DOCUMENT SECTION:
------
Didn't do Rich Energy any good, did it?
The company's hirsute (former) CEO William Storey specialised in a certain type of bombast from the off, unilaterally declaring the carbonated beverage "better than Red Bull". I'd have put that claim to the test if I could ever have got hold of a can of the stuff.
One of many storylines waiting to move on when Formula 1 reconvenes in the fickle Ardennes two weeks from now is the question of whether the Rich Energy branding will remain adorning the Haas cars or not.
Team principal Gunther Steiner wouldn't be drawn on what the outcome would be, saying, "It's still rumbling on, but we should have a decision in the next days - or by the beginning of the second half of the season, everyone will know.
"You will all see. If it's not on the car, it [the sponsorship deal] doesn't continue. If it is, it continues."
Perhaps Steiner can arrange a sponsorship deal with Schrodinger's cat, then...
The key now, after a dizzyingly bizarre summer of social media meltdowns and vast tranches of Companies House filings, is whether Rich Energy's shareholders have indeed taken control of the company and whether the money is in place to fulfil the obligations to Haas.
Steiner confirmed at the team's livery launch in the RAC Club at the beginning of the year that it had received the first installment, but a second payment of £6million was due this July - just before the fireworks went off.

Storey always poo-pooed those who had scrutinised Rich Energy's official filings and found little in the way of cash, saying that the money existed... elsewhere. But ultimately, whether your funds have passed through your accounts and are logged with Companies House, or are stashed in a suitcase under a toadstool on the Isle of Man, Formula 1 is a cash-hungry business that can't subsist for long on promises.
Psychologists have documented a particular cognitive bias known as the Dunning-Kruger effect, whereby certain low-performing individuals are unable to recognise their lack of ability - and, indeed, grossly overestimate their expertise. Donald Trump is frequently held up as a case study of the Dunning-Kruger effect in action, but the Rich Energy saga also bears many of the hallmarks.
------
RECORDS PROVIDED:

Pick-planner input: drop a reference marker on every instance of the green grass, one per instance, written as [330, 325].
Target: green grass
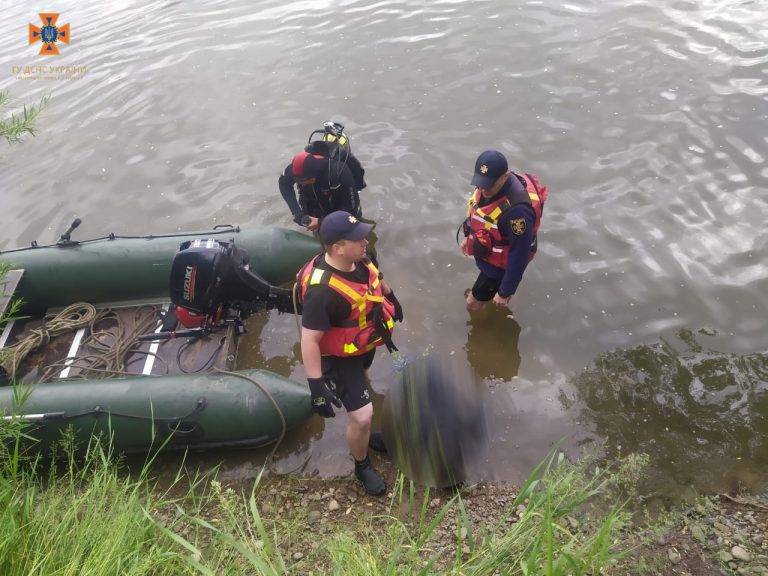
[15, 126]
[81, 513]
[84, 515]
------
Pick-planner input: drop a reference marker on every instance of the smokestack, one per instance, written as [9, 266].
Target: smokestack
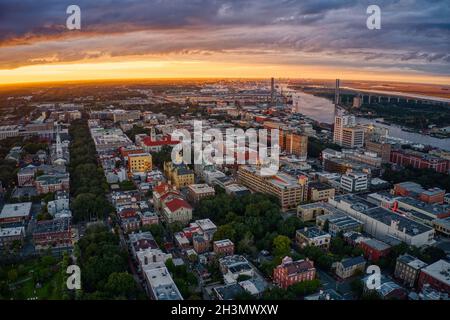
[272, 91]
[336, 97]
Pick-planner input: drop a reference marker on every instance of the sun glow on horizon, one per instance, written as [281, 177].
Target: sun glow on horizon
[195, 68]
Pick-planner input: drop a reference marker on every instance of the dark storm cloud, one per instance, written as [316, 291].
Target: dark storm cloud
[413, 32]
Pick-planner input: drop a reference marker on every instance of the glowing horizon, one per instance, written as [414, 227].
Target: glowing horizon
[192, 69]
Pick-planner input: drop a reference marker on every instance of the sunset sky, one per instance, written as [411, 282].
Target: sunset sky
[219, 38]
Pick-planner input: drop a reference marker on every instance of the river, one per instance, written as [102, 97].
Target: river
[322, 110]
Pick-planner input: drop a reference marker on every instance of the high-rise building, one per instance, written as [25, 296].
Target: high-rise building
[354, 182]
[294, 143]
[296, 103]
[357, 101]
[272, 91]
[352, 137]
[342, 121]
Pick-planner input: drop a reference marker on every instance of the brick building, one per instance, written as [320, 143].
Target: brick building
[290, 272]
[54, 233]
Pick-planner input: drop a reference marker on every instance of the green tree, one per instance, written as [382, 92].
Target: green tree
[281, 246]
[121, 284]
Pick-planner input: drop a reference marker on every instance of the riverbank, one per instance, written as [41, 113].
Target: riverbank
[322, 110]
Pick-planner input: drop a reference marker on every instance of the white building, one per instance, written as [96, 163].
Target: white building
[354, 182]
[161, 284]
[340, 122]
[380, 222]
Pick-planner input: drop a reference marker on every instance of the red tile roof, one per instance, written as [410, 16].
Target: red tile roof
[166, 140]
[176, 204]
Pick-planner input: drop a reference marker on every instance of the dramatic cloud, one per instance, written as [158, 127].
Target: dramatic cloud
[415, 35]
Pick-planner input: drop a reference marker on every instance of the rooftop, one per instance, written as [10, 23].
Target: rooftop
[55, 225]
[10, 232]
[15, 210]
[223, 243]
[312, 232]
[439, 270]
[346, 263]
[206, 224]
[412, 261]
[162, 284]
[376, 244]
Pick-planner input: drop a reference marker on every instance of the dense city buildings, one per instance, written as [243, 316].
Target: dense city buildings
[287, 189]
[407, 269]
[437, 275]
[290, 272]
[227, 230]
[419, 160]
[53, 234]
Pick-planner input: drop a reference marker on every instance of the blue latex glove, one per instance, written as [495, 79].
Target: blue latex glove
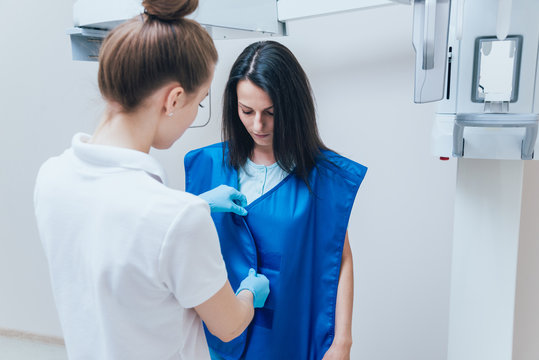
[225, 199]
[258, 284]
------
WORK TO COMPLETE:
**A)** Do the following statements agree with the Rich Energy piece? Answer yes or no for each, quoting the words of the piece that decide it.
(i) The second payment owed to Haas was £6million, due in July.
(ii) Steiner said the team had not received any installment.
(iii) Formula 1 reconvenes in the Ardennes two weeks from now.
**B)** Using the Rich Energy piece, answer these questions:
(i) Where was the Haas livery launch held?
(ii) Which drink did Storey say Rich Energy was better than?
(iii) What is the cognitive bias named by psychologists called?
**C)** Carry on the Rich Energy piece from its last sentence.

EXPECTED ANSWERS:
**A)**
(i) Yes: "a second payment of £6million was due this July"
(ii) No: "it had received the first installment"
(iii) Yes: "when Formula 1 reconvenes in the fickle Ardennes two weeks from now"

**B)**
(i) The RAC Club
(ii) Red Bull
(iii) The Dunning-Kruger effect

**C)**
Whether you enjoy its Taurine-tinged fizzy pop or not, one thing you must concede about Red Bull is that its marketing is slick and lavishly produced. The images and videos Rich Energy published on Twitter, typically seeking to demonstrate that - yes! - cans were on shelves in sundry retail emporia, had production values more in common with an episode of Rentaghost. Red Bull may or may not give you wings - but if you're going to take it on in the market you can't just, er, wing it.
Still, it caught the attention, though generally only that of the nattering nabobs of the internet. It appears, though, that the Rich Energy shareholders were also becoming a trifle discombobulated as time marched by and the claimed 90 million cans failed to appear on shelves.

On the eve of the British Grand Prix, the company's official Twitter account announced that it was unilaterally pulling the plug on its Haas sponsorship on account of the team's "poor performance". Haas responded with a statement from Rich Energy's shareholders attributing this to "the rogue actions of one individual" whom they were "in the process of legally removing from all executive responsibilities". Rich Energy's Twitter account fired back with a copy of a letter from the team's lawyers casting doubt on their ability to do this.
Autosport tracked down the shareholder named on the letter, who claimed that Storey had failed to join a scheduled conference call to discuss certain pressing issues - one of which was the impending July 11 deadline by which Rich Energy, Storey and his web designers had to pay £36,416 in costs as a result of losing a copyright case concerning the company logo. The timing of this, and the due-date for the second payment to Haas, coincided with the Tweet announcing the end of the Haas sponsorship.
When staging a coup, one of your first acts must be to cut off communications before you park your tanks on the lawn and remove the leader. This Rich Energy's investors palpably failed to achieve as Storey continued to tweet from the company account, in effect thumbing his nose at them and Haas from behind the ramparts. Amusing though this was, it was hardly edifying, redolent as it was of a pound-shop Brian Blessed mugging through a fringe production of Henry V.

Over the British Grand Prix weekend I spoke to a number of people in the F1 paddock with experience of the energy drink business, some more successful than others. Each pointed out that it's not the easy money some people believe it to be, principally because orchestrating the supply chain is challenging at the sort of scales required, especially if distribution arrangements aren't in place and demand is uncertain.
"And the end of the day," said one, "You're not going to make your fortune selling it on Amazon."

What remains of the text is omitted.